■ **REQUIRED TASK**: Give these rows as a two-column CSV with the headers "instruction" and "points", one line for each row. Put each row's text and its answer in their own quoted fields, with line breaks replaced by spaces.

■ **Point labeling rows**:
---

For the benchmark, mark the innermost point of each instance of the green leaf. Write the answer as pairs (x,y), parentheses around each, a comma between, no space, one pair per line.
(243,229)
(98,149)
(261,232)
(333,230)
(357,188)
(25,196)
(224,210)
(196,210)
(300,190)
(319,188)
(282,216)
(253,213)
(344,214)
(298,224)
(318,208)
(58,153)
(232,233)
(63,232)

---

■ **ANSWER TO THIS PROBLEM**:
instruction,points
"For the benchmark, mark the innermost point of each instance of the green leaf. Write the answer as pairs (x,y), parentheses around each, a comma between, no space, one pair per line.","(243,229) (98,149) (261,232) (333,230) (357,188) (25,196) (224,210) (196,210) (300,190) (319,188) (282,216) (253,213) (344,214) (298,224) (318,208) (58,153) (232,233) (63,232)"